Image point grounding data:
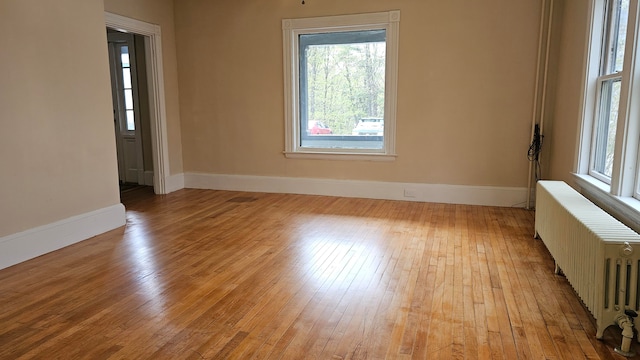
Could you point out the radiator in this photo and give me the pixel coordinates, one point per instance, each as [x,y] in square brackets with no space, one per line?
[599,256]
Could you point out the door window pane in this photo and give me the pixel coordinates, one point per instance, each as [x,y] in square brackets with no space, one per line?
[131,125]
[124,56]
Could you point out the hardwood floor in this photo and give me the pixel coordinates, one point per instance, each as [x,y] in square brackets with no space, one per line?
[200,274]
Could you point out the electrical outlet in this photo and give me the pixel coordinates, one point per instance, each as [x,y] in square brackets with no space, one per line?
[410,193]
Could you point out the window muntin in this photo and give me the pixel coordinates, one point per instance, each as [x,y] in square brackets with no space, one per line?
[342,79]
[609,90]
[339,72]
[606,125]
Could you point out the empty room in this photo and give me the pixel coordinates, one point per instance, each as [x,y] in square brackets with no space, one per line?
[319,179]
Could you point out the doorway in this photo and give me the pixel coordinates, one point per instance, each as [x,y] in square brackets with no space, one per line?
[130,108]
[156,148]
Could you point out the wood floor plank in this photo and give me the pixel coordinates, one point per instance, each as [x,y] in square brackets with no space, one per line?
[201,274]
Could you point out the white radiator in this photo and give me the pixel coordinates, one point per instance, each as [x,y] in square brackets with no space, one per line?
[599,256]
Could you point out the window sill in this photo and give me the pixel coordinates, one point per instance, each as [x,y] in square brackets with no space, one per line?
[339,156]
[624,208]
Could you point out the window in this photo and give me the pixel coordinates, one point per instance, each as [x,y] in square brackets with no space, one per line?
[340,86]
[609,146]
[608,88]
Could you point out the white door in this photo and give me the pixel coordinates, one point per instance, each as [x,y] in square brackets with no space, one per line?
[126,113]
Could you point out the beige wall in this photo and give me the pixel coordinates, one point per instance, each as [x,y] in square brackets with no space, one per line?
[160,12]
[57,145]
[562,136]
[465,89]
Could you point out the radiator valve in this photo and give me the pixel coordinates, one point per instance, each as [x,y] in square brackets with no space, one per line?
[625,322]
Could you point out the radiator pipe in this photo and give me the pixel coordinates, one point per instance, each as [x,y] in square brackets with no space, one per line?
[626,324]
[538,117]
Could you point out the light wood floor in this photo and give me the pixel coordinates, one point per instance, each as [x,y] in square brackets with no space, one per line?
[213,275]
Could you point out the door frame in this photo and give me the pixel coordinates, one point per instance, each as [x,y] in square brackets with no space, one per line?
[155,76]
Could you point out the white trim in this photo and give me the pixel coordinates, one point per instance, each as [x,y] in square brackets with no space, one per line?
[291,30]
[591,66]
[148,178]
[339,156]
[157,107]
[174,183]
[452,194]
[38,241]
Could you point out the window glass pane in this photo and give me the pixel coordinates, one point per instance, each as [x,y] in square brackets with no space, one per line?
[126,77]
[131,125]
[124,55]
[342,86]
[128,99]
[619,13]
[606,126]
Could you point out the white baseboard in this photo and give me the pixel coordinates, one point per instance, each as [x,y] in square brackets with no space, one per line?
[174,183]
[440,193]
[38,241]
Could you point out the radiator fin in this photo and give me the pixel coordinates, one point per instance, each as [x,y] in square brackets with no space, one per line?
[586,243]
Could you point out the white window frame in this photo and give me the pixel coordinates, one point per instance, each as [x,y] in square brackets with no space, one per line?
[291,30]
[620,194]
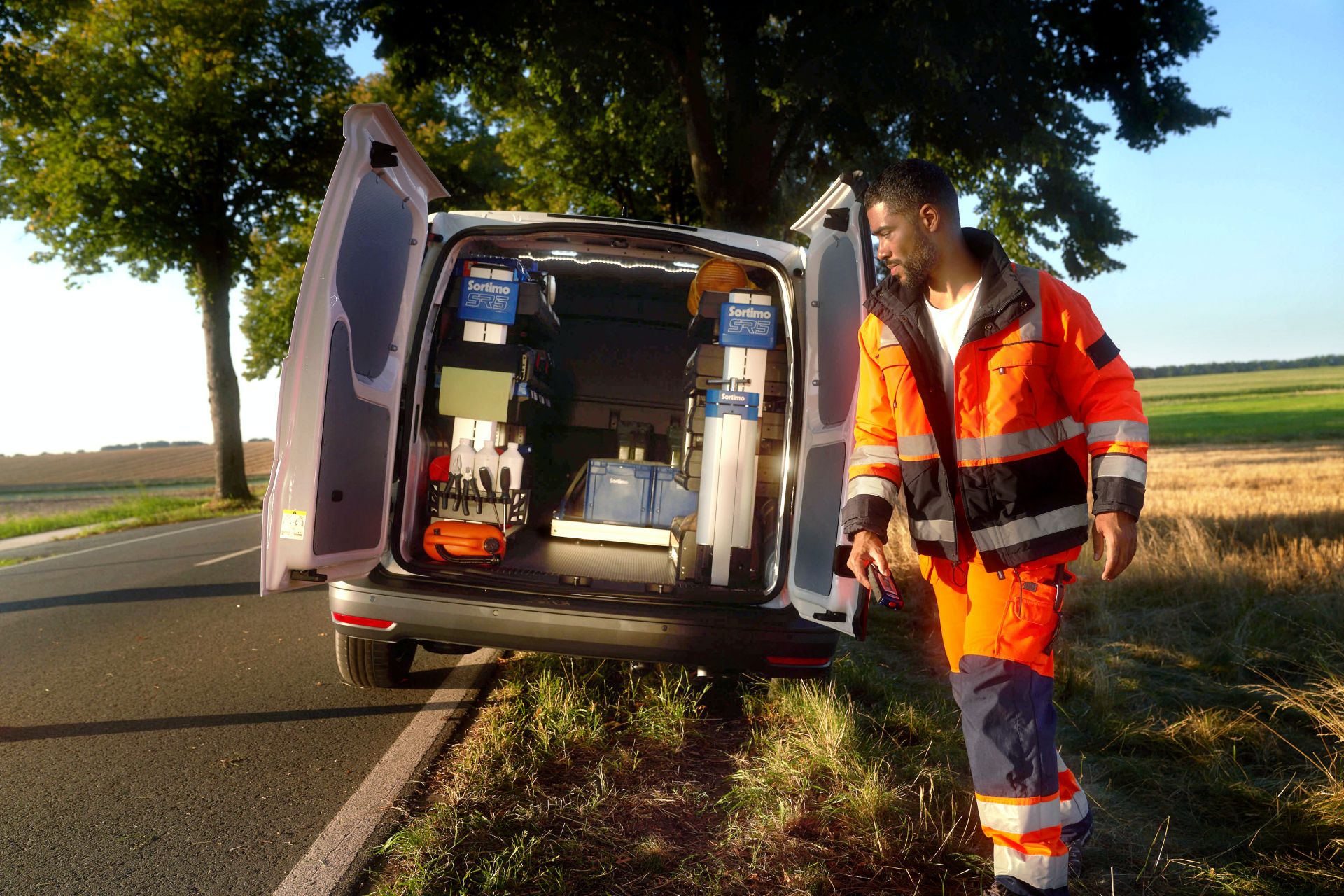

**WORK INSTRUCTIONS:** Starting at the line that contains "Could you point out the white baseboard" and ending at the final line of the data, reproduce each line exactly. Pictures stay out of the copy.

**WRITTEN ANSWER:**
Could you point out the white baseboard in this photo and give me the pixel coordinates, one point per instance, each as [x,y] in square brackets with no space, one per line?
[174,183]
[440,193]
[38,241]
Could you point out the radiator fin in this photo and give me the pixel coordinates, one point per instance, each as [x,y] in square brackets with no space, one per line?
[586,243]
Could you point out the white window frame in this photo and give me the pixel coordinates, one point per instance, each as [x,y] in square brackets with no space, one per line?
[291,30]
[620,194]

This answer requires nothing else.